▶ INSTRUÇÕES DA TAREFA
Transcreva do texto sobre o romance de Balzac, sem nenhuma alteração, o trecho que vai de "A vontade, adverte" até "de sua miséria.".

▶ TRECHO SELECIONADO
——
Marcos606 28/03/2023
Um jovem encontra um pedaço mágico da pele de um burro selvagem, que satisfaz todos os seus desejos. Para cada desejo concedido, porém, a pele encolhe e consome uma parte de sua energia física.
Embora o romance use elementos fantásticos, seu foco principal é um retrato realista dos excessos do materialismo burguês. A renomada atenção de Balzac aos detalhes é usada para descrever uma casa de jogo, uma loja de antiguidades, um banquete real e outros locais. Ele também inclui detalhes de sua própria vida como um escritor esforçado, colocando o personagem principal em uma casa semelhante à que ocupou no início de sua carreira literária. O tema central é o conflito entre desejo e longevidade. A pele mágica representa a força vital do dono, que se esgota a cada expressão de vontade, especialmente quando é empregada para a aquisição de poder. Ignorando um aviso do lojista que lhe oferece a pele, o protagonista avidamente se cerca de riqueza.
No início do livro, o lojista discute com Valentin "o grande segredo da vida humana". Eles consistem em três palavras, que Balzac traduz em letras maiúsculas: VOULOIR ("querer"), POUVOIR ("poder") e SAVOIR ("saber"). A vontade, explica ele, nos consome; o poder (ou, em uma tradução, "ter sua vontade") nos destrói; e o conhecimento nos acalma. Esses três conceitos formam o fundamento filosófico do romance.
O talismã conecta esses preceitos à teoria do vitalismo; ele representa fisicamente a força vital de seu dono e é reduzido a cada exercício da vontade. O lojista tenta alertar Valentin que o caminho mais sábio não está em exercer sua vontade ou assegurar o poder, mas em desenvolver a mente. "O que é loucura", ele pergunta a Valentin, "se não um excesso de vontade e poder?" Vencido com as possibilidades oferecidas pela pele, porém, o jovem joga a cautela ao vento e abraça seu desejo. Ao agarrar o talismã, declara: “Quero viver com excessos”. Somente quando sua força vital está quase esgotada, ele reconhece seu erro: "De repente, ocorreu-lhe que a posse de poder, não importa quão enorme fosse, não trazia consigo o conhecimento de como usá-lo ... [ele] tinha tudo em seu poder, e ele não fez nada"
A vontade, adverte Balzac, é uma força destrutiva que busca apenas adquirir poder, a menos que seja temperada pelo conhecimento. O lojista apresenta um contraste para o futuro eu de Valentin, oferecendo estudo e desenvolvimento mental como uma alternativa ao desejo de consumo. Foedora também serve de modelo de resistência à corrupção da vontade, na medida em que procura sempre despertar o desejo nos outros sem nunca ceder ao seu próprio. O fato de Valentin ser mais feliz vivendo na miséria material de seu minúsculo sótão - perdido em estudos e escrita, com a bondosa Pauline se entregando a ele - ressalta a ironia de sua miséria.
——
[Itens armazenados]
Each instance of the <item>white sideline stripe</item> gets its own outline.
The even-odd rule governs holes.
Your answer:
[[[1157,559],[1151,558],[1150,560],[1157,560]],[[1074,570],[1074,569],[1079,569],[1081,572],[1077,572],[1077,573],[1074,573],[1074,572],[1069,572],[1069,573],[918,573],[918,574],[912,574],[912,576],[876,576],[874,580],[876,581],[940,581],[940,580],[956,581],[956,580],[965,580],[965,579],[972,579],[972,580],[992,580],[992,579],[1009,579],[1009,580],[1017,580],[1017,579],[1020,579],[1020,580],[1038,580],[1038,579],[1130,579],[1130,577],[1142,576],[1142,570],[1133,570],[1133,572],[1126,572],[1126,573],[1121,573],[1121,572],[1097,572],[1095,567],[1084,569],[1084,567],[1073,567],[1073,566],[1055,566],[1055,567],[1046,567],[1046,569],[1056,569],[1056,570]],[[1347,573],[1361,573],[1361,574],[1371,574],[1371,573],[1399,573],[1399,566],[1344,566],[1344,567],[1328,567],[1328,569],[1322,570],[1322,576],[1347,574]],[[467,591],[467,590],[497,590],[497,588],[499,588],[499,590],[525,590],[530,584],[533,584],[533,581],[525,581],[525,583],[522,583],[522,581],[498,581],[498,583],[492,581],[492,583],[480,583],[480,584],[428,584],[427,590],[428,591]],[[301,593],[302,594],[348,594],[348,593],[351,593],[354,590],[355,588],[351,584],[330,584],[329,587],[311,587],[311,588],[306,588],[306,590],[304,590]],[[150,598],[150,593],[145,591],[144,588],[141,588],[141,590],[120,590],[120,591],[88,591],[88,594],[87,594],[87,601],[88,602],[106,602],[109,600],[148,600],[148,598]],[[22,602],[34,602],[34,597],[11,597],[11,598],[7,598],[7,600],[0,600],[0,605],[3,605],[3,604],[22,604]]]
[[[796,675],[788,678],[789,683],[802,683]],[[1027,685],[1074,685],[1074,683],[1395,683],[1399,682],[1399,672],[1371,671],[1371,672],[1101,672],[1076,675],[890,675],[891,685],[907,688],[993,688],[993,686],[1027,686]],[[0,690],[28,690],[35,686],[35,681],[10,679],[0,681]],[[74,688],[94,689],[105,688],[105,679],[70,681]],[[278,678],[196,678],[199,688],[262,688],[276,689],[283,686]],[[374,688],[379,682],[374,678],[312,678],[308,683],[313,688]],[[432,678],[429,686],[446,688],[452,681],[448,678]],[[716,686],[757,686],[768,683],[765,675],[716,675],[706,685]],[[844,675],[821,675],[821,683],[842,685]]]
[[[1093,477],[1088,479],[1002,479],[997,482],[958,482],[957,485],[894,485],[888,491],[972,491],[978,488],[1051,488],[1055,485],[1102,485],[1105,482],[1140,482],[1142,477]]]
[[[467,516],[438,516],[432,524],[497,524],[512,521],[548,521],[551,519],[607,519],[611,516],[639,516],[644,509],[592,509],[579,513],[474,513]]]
——
▶ RESPOSTA DO EXERCÍCIO
A vontade, adverte Balzac, é uma força destrutiva que busca apenas adquirir poder, a menos que seja temperada pelo conhecimento. O lojista apresenta um contraste para o futuro eu de Valentin, oferecendo estudo e desenvolvimento mental como uma alternativa ao desejo de consumo. Foedora também serve de modelo de resistência à corrupção da vontade, na medida em que procura sempre despertar o desejo nos outros sem nunca ceder ao seu próprio. O fato de Valentin ser mais feliz vivendo na miséria material de seu minúsculo sótão - perdido em estudos e escrita, com a bondosa Pauline se entregando a ele - ressalta a ironia de sua miséria.